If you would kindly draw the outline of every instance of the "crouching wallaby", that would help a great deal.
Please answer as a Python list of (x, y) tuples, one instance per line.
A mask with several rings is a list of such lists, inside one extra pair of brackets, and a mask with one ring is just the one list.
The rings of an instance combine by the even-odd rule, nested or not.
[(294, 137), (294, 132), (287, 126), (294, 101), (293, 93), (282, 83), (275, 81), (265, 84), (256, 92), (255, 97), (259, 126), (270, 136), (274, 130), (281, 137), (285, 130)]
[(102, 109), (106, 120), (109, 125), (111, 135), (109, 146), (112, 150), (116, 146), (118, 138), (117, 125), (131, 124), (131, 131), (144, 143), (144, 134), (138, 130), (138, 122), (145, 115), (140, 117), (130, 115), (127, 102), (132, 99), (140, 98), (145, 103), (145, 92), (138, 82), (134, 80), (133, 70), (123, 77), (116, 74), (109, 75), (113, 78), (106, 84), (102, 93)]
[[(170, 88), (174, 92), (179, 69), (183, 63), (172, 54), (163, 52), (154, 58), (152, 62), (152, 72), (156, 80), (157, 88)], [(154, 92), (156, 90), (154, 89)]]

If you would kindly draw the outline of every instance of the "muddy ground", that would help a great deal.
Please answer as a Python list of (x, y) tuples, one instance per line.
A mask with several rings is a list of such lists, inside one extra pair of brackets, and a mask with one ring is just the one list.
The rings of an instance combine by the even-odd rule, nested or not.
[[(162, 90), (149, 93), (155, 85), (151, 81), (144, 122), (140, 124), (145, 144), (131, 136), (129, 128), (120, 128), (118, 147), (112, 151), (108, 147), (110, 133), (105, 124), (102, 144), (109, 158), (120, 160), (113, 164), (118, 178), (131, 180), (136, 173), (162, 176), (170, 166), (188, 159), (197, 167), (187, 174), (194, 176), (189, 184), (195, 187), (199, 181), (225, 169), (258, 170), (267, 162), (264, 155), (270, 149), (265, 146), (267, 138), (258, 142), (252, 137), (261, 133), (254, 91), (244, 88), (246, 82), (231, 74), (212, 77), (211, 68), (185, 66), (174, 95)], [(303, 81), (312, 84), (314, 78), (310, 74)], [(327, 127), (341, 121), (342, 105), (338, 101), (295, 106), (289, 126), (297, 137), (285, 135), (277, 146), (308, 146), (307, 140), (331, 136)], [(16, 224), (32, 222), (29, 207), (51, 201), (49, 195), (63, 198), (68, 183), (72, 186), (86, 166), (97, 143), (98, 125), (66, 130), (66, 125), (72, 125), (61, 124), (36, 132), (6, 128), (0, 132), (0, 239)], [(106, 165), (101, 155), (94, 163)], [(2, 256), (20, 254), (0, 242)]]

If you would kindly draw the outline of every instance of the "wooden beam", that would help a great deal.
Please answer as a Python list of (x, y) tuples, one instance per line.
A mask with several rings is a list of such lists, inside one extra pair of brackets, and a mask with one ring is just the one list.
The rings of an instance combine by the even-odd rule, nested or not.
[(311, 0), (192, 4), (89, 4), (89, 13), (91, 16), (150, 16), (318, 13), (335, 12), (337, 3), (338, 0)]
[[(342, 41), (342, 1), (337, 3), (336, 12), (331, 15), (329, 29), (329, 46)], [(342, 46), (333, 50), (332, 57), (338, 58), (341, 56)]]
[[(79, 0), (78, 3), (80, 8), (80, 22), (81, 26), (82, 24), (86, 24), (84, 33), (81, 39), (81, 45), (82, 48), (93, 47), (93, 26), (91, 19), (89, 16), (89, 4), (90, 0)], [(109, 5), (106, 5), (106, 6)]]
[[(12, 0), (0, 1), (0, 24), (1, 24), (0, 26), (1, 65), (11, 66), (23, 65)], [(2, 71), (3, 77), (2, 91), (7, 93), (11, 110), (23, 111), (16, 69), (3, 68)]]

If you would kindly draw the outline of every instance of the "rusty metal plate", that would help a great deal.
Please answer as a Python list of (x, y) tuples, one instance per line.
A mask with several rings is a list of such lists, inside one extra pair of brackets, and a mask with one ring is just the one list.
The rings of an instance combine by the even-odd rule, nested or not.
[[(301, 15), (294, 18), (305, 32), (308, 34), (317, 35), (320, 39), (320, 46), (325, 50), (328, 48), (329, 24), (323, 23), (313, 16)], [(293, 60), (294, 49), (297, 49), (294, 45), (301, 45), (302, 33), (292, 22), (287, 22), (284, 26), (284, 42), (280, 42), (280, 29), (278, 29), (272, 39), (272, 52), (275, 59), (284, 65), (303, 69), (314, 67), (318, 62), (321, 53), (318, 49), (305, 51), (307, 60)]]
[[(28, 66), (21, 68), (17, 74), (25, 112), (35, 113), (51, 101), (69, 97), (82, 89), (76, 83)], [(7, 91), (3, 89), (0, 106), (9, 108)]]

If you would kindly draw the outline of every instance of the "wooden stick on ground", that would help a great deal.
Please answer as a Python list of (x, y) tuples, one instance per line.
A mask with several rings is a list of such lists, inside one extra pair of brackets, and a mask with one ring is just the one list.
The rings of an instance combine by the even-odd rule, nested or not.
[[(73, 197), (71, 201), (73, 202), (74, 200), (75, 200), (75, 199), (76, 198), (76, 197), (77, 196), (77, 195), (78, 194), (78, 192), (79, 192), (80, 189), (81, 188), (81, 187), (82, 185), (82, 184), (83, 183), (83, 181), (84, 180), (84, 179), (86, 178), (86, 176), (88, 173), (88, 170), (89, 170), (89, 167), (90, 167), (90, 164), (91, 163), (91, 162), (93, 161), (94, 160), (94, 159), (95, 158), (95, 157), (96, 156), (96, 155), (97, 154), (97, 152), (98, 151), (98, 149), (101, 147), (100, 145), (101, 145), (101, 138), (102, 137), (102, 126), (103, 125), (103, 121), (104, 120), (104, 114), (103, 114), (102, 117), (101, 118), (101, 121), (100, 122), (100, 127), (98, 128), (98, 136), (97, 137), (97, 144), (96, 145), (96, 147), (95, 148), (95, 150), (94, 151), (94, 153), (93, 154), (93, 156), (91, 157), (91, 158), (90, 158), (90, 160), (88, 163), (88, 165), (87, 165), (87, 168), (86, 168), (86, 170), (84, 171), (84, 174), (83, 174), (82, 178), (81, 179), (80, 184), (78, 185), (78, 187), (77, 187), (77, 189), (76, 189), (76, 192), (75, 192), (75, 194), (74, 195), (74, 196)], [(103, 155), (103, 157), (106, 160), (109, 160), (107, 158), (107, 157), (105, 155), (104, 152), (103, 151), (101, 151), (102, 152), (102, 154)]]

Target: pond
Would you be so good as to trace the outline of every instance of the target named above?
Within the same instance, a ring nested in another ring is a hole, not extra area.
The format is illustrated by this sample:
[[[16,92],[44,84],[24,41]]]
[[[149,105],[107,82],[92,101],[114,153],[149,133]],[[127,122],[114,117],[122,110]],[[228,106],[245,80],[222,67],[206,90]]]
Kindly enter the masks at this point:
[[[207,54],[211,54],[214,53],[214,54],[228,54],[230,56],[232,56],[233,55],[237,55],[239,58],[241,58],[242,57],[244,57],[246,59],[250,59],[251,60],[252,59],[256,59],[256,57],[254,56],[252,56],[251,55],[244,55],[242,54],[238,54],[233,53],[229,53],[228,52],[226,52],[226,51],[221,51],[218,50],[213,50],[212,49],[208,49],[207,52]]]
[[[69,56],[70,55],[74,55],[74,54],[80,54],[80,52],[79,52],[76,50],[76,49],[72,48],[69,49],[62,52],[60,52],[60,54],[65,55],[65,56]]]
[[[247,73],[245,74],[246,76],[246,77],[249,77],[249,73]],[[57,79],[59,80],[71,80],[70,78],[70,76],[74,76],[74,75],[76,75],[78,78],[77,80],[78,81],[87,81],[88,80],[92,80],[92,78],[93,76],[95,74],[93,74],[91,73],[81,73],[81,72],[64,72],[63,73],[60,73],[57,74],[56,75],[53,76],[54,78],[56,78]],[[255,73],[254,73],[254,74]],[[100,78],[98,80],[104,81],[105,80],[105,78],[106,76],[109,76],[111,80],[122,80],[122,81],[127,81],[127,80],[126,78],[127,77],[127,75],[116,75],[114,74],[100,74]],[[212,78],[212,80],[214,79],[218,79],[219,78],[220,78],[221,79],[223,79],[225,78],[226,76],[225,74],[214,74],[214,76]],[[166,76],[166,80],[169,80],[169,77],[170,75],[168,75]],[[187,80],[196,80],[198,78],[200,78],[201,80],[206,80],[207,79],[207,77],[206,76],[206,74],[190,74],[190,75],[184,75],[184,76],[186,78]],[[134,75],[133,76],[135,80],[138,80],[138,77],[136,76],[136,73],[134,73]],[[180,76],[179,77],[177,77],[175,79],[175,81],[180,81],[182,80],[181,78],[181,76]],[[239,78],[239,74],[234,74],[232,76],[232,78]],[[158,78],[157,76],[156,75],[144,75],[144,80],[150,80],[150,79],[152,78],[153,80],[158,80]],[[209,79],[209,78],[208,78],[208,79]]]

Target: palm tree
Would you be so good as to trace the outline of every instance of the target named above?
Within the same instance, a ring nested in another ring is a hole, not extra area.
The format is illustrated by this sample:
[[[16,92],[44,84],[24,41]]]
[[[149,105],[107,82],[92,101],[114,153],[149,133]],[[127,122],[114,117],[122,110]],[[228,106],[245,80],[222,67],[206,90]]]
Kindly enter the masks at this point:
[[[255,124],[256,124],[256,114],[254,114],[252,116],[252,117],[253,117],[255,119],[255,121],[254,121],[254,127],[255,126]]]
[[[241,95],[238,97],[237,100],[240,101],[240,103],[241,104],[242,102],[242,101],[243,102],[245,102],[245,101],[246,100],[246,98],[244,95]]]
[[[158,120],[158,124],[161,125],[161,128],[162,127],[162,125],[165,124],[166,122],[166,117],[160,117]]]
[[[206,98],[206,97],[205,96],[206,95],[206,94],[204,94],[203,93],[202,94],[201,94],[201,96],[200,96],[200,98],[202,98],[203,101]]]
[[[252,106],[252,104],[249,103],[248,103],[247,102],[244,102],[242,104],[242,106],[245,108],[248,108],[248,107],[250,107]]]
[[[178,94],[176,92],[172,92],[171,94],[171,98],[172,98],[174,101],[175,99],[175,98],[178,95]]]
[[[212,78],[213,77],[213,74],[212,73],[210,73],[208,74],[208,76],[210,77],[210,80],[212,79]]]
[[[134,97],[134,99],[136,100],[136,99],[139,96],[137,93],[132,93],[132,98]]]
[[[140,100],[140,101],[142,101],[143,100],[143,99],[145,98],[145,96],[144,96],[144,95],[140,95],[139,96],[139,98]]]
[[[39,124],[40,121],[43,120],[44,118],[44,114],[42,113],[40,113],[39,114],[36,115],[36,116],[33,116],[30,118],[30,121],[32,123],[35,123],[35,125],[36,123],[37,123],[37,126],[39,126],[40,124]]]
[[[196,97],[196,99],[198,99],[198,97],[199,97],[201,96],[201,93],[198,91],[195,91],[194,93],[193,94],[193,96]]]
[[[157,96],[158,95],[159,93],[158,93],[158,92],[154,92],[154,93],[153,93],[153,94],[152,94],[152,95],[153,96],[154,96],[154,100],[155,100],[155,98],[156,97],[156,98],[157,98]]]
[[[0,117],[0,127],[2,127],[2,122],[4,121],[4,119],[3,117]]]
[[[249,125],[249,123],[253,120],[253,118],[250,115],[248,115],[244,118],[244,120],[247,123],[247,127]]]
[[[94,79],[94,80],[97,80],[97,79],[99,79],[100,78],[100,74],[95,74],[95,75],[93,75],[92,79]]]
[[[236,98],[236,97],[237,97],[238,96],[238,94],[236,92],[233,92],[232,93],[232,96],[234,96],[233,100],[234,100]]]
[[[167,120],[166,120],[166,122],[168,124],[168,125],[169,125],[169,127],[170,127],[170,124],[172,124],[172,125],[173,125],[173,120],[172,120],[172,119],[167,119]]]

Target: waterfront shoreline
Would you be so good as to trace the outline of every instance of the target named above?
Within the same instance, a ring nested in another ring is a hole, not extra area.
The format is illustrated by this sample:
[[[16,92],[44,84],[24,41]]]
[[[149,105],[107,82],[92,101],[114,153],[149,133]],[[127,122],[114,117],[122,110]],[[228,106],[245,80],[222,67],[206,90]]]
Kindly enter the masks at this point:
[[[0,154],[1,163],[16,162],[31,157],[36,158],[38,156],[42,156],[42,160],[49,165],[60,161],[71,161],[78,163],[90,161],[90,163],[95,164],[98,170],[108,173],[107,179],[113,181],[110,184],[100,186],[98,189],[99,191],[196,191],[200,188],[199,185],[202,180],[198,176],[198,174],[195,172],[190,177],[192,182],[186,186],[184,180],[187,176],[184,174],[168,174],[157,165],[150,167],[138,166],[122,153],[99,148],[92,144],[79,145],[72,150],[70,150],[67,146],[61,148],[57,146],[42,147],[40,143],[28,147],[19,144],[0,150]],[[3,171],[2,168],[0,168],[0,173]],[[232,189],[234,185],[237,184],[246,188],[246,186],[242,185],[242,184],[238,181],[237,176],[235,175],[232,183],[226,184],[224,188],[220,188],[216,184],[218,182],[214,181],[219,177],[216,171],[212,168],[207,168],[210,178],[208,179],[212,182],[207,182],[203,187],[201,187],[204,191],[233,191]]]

▬▬▬

WHAT IS NEEDED: Could you rescale the listing above from its start through the line that contains "137), (285, 130)]", both included, repeating every line with the requests unchanged and multiplying each coordinate in the answers by 2.05, rounded to whole numbers with halves rounded up?

EXERCISE RESPONSE:
If you would kindly draw the outline of every instance of the "crouching wallaby", that would help a great deal.
Please answer as a Python list of (x, y) tuples, one instance per line.
A mask with several rings is a list of such lists, inside one extra pair of brackets, and a mask with one ring is just the one list.
The rings of an instance combine by the even-odd rule, nested or not.
[(603, 281), (603, 271), (588, 258), (603, 207), (601, 191), (578, 170), (564, 166), (543, 172), (525, 189), (523, 199), (531, 258), (554, 279), (562, 267), (576, 281), (584, 267)]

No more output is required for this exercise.